__Exercises__.
a) In the text about the husband's keep-fit regime, what two things prompted his burst of health-conscious activity?
b) Write out the part of the text about the husband's keep-fit regime that opens with "It was the cod" and closes with "hold fewer terrors.", substituting "cycling" for "swimming".

It was the cod liver oil that did it. Until that moment, my husband's keep-fit regime had been harmless - laudable, even. An unsatisfactory cholesterol test and an approaching 40th birthday had triggered a burst of health-conscious activity, and the results were good. After running and swimming every day for a year, his LDL count went down, and the 40th, though slightly nearer, seemed to hold fewer terrors.
Better still, he had been happy to leave me out of it. My cholesterol test came in near perfect, so, for a time, I was off the hook. He bought pill boxes marked with the days of the week, in which he deposited vitamin and mineral supplements the size of horse pills, and only once suggested that I take, as a precautionary minimum, a dose of selenium, vitamin E and aspirin every day.
I have never been keen on supplements: articles I read during the 80s, when power foods were big business, convinced me that most of them were a con, and the rest dangerous. I am a vitamin Luddite, staunchly old-fashioned in my view that if you need a boost of vitamin C, eat an orange.

__Given information__.
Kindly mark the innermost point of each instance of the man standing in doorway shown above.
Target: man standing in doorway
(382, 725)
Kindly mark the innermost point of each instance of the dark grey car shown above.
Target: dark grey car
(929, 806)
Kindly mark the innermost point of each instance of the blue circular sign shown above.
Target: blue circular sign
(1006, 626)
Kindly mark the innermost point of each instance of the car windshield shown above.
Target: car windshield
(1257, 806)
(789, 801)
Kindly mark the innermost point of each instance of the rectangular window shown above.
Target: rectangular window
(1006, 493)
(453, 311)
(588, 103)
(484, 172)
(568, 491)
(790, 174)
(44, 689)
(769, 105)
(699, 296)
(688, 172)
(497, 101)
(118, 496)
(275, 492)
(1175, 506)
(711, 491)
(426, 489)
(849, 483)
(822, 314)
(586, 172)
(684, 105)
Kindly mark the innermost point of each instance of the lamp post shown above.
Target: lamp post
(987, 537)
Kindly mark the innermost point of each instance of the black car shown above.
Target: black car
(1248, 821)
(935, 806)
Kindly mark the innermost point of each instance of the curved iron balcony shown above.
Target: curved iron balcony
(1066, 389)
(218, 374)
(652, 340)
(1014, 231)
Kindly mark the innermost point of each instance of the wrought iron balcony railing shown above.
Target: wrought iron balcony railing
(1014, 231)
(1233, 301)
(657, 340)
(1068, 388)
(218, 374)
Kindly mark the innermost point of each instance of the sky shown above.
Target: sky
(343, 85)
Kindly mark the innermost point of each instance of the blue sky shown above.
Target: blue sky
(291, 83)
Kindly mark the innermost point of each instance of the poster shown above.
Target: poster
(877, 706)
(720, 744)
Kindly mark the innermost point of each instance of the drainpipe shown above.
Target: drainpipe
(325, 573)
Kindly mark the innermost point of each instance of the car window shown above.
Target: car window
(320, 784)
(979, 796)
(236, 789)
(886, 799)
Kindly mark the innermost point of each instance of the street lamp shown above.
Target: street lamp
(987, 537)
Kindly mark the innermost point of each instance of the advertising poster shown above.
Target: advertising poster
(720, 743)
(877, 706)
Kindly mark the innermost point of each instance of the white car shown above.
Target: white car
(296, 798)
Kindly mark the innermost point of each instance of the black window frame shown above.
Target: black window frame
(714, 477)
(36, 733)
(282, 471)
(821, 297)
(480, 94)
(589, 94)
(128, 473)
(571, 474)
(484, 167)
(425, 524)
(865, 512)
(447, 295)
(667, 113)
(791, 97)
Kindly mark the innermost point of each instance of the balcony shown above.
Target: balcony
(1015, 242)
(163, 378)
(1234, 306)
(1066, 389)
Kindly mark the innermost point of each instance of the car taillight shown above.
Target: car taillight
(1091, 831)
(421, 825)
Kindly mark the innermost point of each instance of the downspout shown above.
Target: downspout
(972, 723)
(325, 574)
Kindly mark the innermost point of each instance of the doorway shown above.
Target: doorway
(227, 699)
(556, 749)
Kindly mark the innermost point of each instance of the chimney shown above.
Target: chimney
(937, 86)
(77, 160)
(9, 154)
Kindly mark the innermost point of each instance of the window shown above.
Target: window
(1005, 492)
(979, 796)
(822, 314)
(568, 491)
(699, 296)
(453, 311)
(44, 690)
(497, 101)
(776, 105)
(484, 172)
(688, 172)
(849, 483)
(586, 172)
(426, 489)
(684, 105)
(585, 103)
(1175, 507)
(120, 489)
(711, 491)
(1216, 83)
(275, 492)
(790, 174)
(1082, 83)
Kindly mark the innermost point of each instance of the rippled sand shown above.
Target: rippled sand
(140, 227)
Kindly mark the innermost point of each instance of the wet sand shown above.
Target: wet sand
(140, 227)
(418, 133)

__Answers by item number__.
a) An unsatisfactory cholesterol test and an approaching 40th birthday.

b)
It was the cod liver oil that did it. Until that moment, my husband's keep-fit regime had been harmless - laudable, even. An unsatisfactory cholesterol test and an approaching 40th birthday had triggered a burst of health-conscious activity, and the results were good. After running and cycling every day for a year, his LDL count went down, and the 40th, though slightly nearer, seemed to hold fewer terrors.